▸ **PROMPT**
Once you have read the listing, print all of it word for word.

▸ **MATERIAL FOR THIS EXERCISE**
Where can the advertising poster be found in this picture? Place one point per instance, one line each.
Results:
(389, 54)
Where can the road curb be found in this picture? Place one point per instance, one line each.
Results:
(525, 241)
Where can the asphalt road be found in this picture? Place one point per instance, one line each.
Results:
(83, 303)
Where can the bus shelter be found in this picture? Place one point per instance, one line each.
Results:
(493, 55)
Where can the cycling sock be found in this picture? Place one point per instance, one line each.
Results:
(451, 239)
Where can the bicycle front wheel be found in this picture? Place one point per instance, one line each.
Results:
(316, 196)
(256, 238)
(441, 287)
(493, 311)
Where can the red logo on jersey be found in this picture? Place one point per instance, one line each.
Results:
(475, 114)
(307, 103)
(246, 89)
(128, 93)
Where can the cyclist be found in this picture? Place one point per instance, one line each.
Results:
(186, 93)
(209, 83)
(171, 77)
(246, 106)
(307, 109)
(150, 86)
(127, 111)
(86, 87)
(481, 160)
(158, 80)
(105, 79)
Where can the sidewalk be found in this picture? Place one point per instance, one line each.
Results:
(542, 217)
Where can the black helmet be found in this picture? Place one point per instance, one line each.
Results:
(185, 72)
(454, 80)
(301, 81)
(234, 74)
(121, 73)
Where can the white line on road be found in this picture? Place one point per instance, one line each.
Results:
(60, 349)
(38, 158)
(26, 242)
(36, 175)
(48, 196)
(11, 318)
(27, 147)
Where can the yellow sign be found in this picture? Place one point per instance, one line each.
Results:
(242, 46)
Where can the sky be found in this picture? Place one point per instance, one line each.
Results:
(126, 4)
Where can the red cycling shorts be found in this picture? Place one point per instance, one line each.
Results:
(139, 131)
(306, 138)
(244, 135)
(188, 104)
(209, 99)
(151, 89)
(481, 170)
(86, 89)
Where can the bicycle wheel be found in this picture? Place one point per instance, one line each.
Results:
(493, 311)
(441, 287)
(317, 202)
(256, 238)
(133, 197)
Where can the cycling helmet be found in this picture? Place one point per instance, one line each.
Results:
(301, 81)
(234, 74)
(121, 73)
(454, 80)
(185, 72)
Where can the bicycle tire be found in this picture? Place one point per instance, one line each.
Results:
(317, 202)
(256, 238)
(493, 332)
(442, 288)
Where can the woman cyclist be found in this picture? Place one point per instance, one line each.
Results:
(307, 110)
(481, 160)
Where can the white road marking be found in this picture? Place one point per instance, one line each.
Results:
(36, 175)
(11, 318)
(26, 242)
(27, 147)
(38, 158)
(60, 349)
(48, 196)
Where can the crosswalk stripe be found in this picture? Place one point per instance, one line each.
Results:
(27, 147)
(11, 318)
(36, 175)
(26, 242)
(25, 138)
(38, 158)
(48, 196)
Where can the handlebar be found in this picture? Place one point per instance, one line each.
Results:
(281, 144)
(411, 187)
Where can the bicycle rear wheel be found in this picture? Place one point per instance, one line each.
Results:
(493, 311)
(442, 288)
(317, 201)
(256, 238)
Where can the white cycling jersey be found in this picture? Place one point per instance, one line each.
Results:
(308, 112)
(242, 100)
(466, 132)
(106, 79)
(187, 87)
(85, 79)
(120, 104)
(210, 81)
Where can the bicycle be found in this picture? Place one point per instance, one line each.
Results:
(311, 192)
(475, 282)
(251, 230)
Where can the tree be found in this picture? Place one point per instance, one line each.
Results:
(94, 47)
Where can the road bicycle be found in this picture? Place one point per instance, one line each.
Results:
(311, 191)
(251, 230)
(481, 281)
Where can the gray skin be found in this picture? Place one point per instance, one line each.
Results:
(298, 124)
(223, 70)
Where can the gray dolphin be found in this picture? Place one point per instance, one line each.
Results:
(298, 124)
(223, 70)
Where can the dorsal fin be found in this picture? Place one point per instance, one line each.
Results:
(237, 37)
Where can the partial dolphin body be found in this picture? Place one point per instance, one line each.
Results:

▸ **ANSWER TO THIS PROBLEM**
Where can the advertising poster be found in this picture? Place one point per instance, one line each.
Results:
(389, 54)
Where can the road curb be found in this picture? Place one point per instance, one line each.
Results:
(525, 241)
Where can the asphalt road be found in this picture? Place one point per instance, one line each.
Results:
(83, 303)
Where can the bus shelter be found in this picture? Place one point per instance, one line each.
Results:
(493, 55)
Where can the cycling sock be found in this picture? Place one point per instance, one line each.
Results:
(451, 239)
Where can the bicycle front wheel be found in this picture? Place one point per instance, one line each.
Results:
(316, 196)
(256, 238)
(441, 287)
(493, 311)
Where can the red logo on jersey be found in this picture? Place one point per instance, one line each.
Results:
(475, 114)
(307, 103)
(246, 89)
(128, 93)
Where can the cyclist be found in this picture? Place one point per instance, one line each.
Results:
(186, 93)
(209, 83)
(171, 77)
(246, 106)
(307, 109)
(150, 86)
(127, 111)
(86, 87)
(481, 160)
(158, 80)
(105, 79)
Where can the sidewalk be found in this picture? Place one point per instance, one line each.
Results:
(542, 217)
Where can the black helmet be found in this picture? Place one point per instance, one line each.
Results:
(185, 72)
(454, 80)
(301, 81)
(234, 74)
(121, 73)
Where can the white line on road be found in this picture? Place one point per instance, one line each.
Results:
(60, 349)
(38, 158)
(26, 242)
(36, 175)
(48, 196)
(11, 318)
(27, 147)
Where can the yellow sign be found in this picture? Place one point per instance, one line each.
Results:
(242, 46)
Where can the sky be found in this picture? Place one point per instance, one line each.
Results:
(126, 4)
Where can the red cycling shorts be found in this picture? Place one point per instance, one line each.
Results:
(139, 131)
(306, 138)
(244, 135)
(188, 104)
(209, 99)
(151, 89)
(481, 170)
(86, 89)
Where can the bicycle wheel be found in this picture? Place one point per instance, one line each.
Results:
(493, 311)
(441, 287)
(317, 202)
(256, 238)
(133, 197)
Where can the cycling helmet be found in this picture? Place one point per instance, one line each.
Results:
(301, 81)
(234, 74)
(121, 73)
(454, 80)
(185, 72)
Where can the bicycle tire be found in this picture? Place one point per instance, one line each.
Results:
(317, 202)
(256, 238)
(493, 332)
(442, 288)
Where can the woman cyclist be found in this picture? Place one point per instance, one line each.
Results:
(307, 110)
(481, 160)
Where can the white road marking be found in this picture? Place one point per instance, one line each.
Results:
(36, 175)
(11, 318)
(26, 242)
(27, 147)
(38, 158)
(60, 349)
(48, 196)
Where can the crosswalk stripe be found in this picture? Place one point per instance, one line each.
Results:
(27, 147)
(11, 318)
(36, 175)
(26, 242)
(25, 138)
(38, 158)
(48, 196)
Where can the handlebar be found in this picture? Place one point per instance, one line each.
Results:
(281, 144)
(411, 187)
Where can the bicycle rear wheel be found in this picture? Place one point per instance, one line each.
Results:
(493, 311)
(442, 288)
(317, 201)
(256, 238)
Where can the white cycling jersey be found in this picture? Place one point per instance, one line each.
Results:
(308, 112)
(242, 100)
(466, 132)
(106, 79)
(187, 87)
(85, 79)
(120, 104)
(210, 81)
Where can the bicycle be found in this picture? Place one point per instance, one line each.
Results:
(311, 192)
(475, 282)
(251, 230)
Where can the tree be found in this picture? Place one point per instance, one line each.
Results:
(94, 47)
Where can the road bicycle be found in this picture? Place one point per instance, one line each.
Results:
(311, 191)
(251, 230)
(481, 281)
Where can the gray skin be found in this picture? Place one point per instance, one line each.
Results:
(298, 124)
(223, 70)
Where can the gray dolphin be found in this picture? Place one point per instance, one line each.
Results:
(298, 124)
(223, 70)
Where can the dorsal fin be found in this picture? Place one point per instance, one line each.
Results:
(237, 37)
Where can the partial dolphin body be found in this picture? Place one point per instance, one line each.
Results:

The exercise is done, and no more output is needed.